Put every line of the records below into a numbered list, skipping any blank lines. Leave the pictures out of your answer.

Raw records
_____
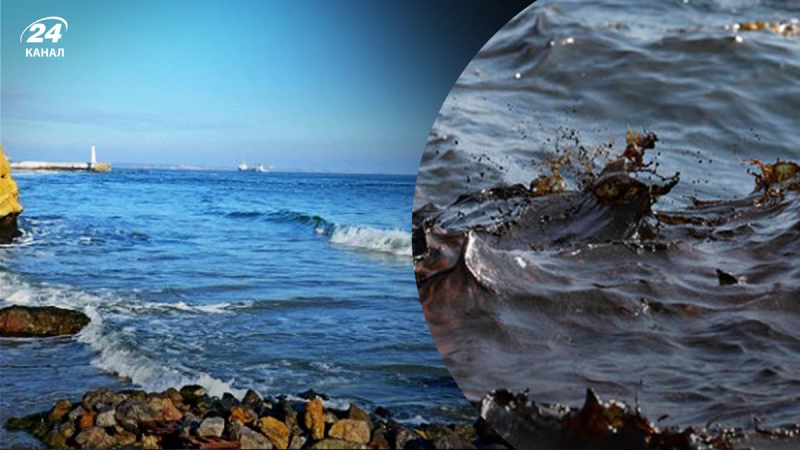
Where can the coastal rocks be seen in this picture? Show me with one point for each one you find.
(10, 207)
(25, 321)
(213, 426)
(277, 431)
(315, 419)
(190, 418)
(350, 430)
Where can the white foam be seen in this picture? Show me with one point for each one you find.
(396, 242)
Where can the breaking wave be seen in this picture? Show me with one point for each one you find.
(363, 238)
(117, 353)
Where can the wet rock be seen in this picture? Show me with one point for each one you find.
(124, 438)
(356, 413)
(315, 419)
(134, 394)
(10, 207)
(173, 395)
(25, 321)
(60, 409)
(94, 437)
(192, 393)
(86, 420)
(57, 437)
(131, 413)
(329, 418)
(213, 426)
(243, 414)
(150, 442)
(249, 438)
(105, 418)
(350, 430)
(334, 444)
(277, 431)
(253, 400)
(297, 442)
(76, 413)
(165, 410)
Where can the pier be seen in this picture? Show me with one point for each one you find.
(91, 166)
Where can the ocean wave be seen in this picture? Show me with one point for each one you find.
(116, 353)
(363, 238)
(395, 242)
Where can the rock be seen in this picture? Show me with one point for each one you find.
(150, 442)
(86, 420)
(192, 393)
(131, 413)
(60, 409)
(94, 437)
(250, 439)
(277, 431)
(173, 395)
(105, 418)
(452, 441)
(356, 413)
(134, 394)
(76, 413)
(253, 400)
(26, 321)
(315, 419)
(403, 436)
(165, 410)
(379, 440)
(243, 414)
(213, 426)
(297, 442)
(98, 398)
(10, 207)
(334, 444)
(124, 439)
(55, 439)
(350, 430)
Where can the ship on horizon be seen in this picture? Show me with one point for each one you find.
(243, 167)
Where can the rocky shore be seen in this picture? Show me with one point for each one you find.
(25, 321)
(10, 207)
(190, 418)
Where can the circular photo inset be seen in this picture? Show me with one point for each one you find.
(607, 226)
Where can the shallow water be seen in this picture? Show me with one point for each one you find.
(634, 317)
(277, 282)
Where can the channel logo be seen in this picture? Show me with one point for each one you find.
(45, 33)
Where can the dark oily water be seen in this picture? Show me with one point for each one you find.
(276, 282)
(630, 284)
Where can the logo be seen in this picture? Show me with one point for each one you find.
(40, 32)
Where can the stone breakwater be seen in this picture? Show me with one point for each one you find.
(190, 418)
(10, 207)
_____
■ Solution to the exercise
1. Where can the coastal rocks be seen in this picture? Show me with one point for each one you find.
2. (10, 207)
3. (25, 321)
4. (213, 426)
5. (277, 431)
6. (315, 419)
7. (190, 418)
8. (350, 430)
9. Where can the white foam be seen in this picture? Show me with one point for each one you find.
10. (396, 242)
11. Where can the breaking wave be seen in this picture? Show me with one point for each one you find.
12. (363, 238)
13. (117, 353)
14. Where can the wet rock be seen in this picture? Show me with one point for each one you find.
15. (124, 438)
16. (356, 413)
17. (315, 419)
18. (134, 394)
19. (10, 207)
20. (173, 395)
21. (25, 321)
22. (60, 409)
23. (94, 437)
24. (192, 393)
25. (86, 420)
26. (57, 437)
27. (131, 413)
28. (329, 418)
29. (213, 426)
30. (243, 414)
31. (150, 442)
32. (249, 438)
33. (105, 418)
34. (350, 430)
35. (334, 444)
36. (277, 431)
37. (253, 400)
38. (297, 442)
39. (76, 413)
40. (165, 410)
41. Where can the pier be seen in this picture? Show me with one point for each one you find.
42. (91, 166)
43. Where can the ocean wave be seen in this picture? Show me with one point for each one you find.
44. (116, 353)
45. (363, 238)
46. (395, 242)
47. Where can the rock be seen in this picture? Show me with one point for each one you find.
48. (150, 442)
49. (86, 420)
50. (192, 393)
51. (131, 413)
52. (60, 409)
53. (94, 437)
54. (250, 439)
55. (277, 431)
56. (173, 395)
57. (105, 418)
58. (452, 441)
59. (356, 413)
60. (134, 394)
61. (76, 413)
62. (253, 400)
63. (26, 321)
64. (315, 419)
65. (403, 436)
66. (165, 410)
67. (379, 440)
68. (243, 414)
69. (213, 426)
70. (297, 442)
71. (98, 398)
72. (10, 207)
73. (334, 444)
74. (124, 439)
75. (55, 439)
76. (350, 430)
77. Where can the ship on horizon be seen in this picture? Show me with one point for each one you find.
78. (243, 167)
79. Where can the rocky shore be seen in this picture? Show me with one point for each one you find.
80. (25, 321)
81. (10, 207)
82. (190, 418)
83. Where can the circular photo inset be seen in this picture? Show me with one point for each one you find.
84. (607, 226)
85. Where can the shallow water be seen in this picture? Show me with one point for each one you find.
86. (634, 317)
87. (277, 282)
88. Where can the channel logo be seen in this picture? Show me with one point for each one you find.
89. (45, 33)
90. Where can the dark oily water be seen in this picture? Show me with one point for each one you find.
91. (276, 282)
92. (630, 284)
93. Where can the logo be seen in this picture? Show me with one point for each one you find.
94. (40, 32)
95. Where can the stone breakwater be seen in this picture? Show me with one point for each one you find.
96. (190, 418)
97. (10, 207)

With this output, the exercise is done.